Stated goal A: In the trial testimony report, where did Hullender say she came upon the van?
Stated goal B: List every person named in the trial testimony report.
Stated goal C: Extend the trial testimony report beyond its final paragraph.

Reading text:
|---|

A pretrial ruling made any mention of Gallego or the copycat premise off-limits, but Hirschfield’s attorneys are introducing prior testimony that points to Hunt and one of his cohorts, Doug Lainer, being seen in or near the van around the time of the killings.
In her Sept. 27, 1990, testimony, read aloud in court Thursday, Hullender said she came upon the van on Folsom Boulevard near Hazel Avenue sometime between 10:30 and 11 p.m. on the night of Dec. 20, just after she left a holiday gathering at a nearby restaurant.
Hullender said she was “aggravated” because van was blocking the traffic lane, so she stopped, got out of her car and peeked into the vehicle through the open driver’s side door. She reported seeing “a lot of paper, a lot of junk” strewn about the van, and a baseball cap on the seat.
Hullender said she then heard footsteps and ran back to her car, catching a glimpse of an “average-sized man” getting into the van as she left.
Under cross-examination, Hullender acknowledged she had made no mention of a man in her original statement to authorities, whom she called in response to a newscast seeking possible van sightings.
It wasn’t until her 1987 interview with Davis police Lt. Fred Turner, whose investigation led to the Hunt group’s arrests, that she described seeing a man with eyes that “looked empty.”
“I simply didn’t think I knew enough to help anyone,” Hullender said.
Jurors also heard several rounds of testimony from LeBas, who reported seeing a “banana cream”-colored van and its distinctive license plate, 3S MUM, on Watt Avenue near Arden Way around noon on Dec. 21, 1980.

|---|

Data entries:
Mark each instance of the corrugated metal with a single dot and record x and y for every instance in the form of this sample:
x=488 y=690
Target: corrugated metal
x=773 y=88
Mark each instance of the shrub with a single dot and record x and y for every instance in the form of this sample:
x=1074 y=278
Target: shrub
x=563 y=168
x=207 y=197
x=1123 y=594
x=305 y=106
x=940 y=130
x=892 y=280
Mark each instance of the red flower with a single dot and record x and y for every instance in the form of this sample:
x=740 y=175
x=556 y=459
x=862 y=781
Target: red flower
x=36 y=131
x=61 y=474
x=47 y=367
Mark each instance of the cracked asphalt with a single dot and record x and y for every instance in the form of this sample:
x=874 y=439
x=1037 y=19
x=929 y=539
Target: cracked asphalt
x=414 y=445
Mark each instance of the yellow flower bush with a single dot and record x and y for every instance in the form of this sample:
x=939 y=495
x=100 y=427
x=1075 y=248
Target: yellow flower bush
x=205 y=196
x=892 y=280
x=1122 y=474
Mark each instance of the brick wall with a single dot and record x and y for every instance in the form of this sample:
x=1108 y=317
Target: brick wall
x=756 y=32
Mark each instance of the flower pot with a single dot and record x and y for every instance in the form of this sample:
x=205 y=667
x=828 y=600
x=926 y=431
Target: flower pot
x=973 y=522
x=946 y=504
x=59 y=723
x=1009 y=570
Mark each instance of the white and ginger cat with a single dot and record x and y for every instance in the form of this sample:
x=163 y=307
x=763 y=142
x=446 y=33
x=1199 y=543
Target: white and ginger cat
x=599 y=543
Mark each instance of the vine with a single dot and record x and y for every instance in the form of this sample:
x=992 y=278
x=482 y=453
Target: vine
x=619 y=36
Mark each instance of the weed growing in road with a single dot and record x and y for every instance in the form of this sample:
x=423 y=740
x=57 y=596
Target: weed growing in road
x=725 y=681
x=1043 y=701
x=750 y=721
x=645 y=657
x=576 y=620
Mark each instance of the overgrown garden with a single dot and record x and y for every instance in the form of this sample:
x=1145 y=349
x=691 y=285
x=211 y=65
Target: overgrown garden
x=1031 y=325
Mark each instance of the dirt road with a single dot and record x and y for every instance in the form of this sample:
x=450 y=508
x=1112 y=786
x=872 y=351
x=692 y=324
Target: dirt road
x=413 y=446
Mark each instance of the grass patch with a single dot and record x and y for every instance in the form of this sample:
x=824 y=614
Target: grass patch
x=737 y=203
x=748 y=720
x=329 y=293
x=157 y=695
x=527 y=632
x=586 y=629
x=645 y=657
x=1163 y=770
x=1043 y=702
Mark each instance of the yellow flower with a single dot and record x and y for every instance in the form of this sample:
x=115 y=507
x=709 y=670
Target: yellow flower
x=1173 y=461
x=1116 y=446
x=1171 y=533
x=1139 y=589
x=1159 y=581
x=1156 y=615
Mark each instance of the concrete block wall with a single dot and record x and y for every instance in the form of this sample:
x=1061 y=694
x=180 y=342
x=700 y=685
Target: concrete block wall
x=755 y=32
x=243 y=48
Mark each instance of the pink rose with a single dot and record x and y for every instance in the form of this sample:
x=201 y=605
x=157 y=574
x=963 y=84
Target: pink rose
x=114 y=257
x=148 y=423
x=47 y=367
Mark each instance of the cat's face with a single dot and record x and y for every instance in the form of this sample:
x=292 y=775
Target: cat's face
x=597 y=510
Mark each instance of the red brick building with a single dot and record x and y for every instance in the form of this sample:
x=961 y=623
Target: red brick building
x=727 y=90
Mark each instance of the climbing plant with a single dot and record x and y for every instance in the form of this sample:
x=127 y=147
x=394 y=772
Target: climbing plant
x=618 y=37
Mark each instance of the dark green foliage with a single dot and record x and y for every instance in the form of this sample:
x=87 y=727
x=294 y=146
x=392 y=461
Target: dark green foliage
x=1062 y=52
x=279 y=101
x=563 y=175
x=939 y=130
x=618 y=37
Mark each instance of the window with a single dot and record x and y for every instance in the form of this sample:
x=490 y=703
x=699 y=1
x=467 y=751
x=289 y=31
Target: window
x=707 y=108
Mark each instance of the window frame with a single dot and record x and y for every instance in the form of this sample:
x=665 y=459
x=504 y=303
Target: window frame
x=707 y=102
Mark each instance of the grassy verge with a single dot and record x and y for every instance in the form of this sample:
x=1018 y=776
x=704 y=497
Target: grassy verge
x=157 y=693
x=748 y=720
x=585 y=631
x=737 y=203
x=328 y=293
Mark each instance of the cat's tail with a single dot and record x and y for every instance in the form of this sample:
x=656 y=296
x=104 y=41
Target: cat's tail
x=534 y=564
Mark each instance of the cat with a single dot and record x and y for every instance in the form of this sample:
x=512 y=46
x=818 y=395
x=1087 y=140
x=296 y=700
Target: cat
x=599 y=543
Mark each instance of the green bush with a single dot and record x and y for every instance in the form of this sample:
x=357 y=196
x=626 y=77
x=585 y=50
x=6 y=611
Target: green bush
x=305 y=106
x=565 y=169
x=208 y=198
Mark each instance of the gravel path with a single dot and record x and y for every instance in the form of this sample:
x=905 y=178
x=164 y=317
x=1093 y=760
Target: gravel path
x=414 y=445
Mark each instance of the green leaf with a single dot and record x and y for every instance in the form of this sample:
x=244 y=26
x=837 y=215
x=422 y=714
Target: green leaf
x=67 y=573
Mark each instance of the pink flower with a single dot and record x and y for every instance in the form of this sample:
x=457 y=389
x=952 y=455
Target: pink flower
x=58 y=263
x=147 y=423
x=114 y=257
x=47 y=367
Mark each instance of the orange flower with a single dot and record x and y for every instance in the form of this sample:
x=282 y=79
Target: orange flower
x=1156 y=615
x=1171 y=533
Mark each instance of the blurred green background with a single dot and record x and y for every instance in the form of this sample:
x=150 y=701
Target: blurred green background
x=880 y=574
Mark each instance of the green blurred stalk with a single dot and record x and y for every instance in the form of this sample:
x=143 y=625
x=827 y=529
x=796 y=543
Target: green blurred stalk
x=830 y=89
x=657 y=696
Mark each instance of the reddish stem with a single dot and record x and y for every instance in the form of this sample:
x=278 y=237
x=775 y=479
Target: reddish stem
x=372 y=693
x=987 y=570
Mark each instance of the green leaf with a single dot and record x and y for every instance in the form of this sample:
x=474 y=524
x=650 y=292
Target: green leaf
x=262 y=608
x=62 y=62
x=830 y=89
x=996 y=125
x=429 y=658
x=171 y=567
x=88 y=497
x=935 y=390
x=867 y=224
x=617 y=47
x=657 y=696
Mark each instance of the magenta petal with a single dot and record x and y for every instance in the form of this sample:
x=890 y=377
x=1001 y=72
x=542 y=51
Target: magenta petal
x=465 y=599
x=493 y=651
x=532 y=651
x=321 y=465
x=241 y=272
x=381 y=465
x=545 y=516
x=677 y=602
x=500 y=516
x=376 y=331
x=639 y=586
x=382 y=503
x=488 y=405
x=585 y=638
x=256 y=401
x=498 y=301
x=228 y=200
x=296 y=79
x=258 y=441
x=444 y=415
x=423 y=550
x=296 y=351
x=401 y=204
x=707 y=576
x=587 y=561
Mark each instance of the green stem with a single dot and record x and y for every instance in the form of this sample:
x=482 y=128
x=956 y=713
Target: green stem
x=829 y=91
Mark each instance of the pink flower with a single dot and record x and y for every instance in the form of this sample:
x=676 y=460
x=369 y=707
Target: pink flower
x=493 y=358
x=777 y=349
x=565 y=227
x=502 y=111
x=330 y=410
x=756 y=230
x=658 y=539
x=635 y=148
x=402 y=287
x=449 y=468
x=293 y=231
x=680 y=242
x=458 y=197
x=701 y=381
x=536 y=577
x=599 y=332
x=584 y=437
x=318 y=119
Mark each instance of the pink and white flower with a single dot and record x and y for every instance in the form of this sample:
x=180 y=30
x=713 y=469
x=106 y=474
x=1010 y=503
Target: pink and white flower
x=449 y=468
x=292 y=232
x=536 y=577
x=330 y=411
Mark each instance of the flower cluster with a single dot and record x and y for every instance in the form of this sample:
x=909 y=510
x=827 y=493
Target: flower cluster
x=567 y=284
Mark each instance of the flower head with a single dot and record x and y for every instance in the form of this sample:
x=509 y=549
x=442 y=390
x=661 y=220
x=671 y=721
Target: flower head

|---|

Written reply A: On Folsom Boulevard near Hazel Avenue.

Written reply B: Gallego, Hirschfield, Hunt, Doug Lainer, Hullender, Fred Turner, LeBas

Written reply C:
LeBas said she stared at the male driver with “sandy blond hair” for a minute or more as he made a U-turn from northbound to southbound Watt. “All of a sudden he made a face at me like, ‘Take a good look.’ …It was the meanest face I ever saw.”
The next day, LeBas read a newspaper account of the students’ murders and the van description, which left her so “terrified” that it took her nearly three months to report the sighting to police, on the advice of her ex-husband.
LeBas said Sacramento sheriff’s detectives seemed to dismiss her story because “it did not fit (their) scenario.” It also conflicted with other witnesses who saw the van parked in the same spot on Folsom Boulevard from the night of Dec. 20 until crime-scene investigators collected it two days later.
But LeBas remain convinced, cutting out facial features from magazines to create a collage that resembled the man she saw. She threw it away in 1989, a few months before being contacted by Yolo investigators, but said the man’s face remained on her mind.
She identified Lainer as the driver in a photo lineup, and again in the courtroom.
“You can ask me this 20 years from now — it will always be the same,” LeBas said at the 1991 hearing. “I will never forget what happened to me.”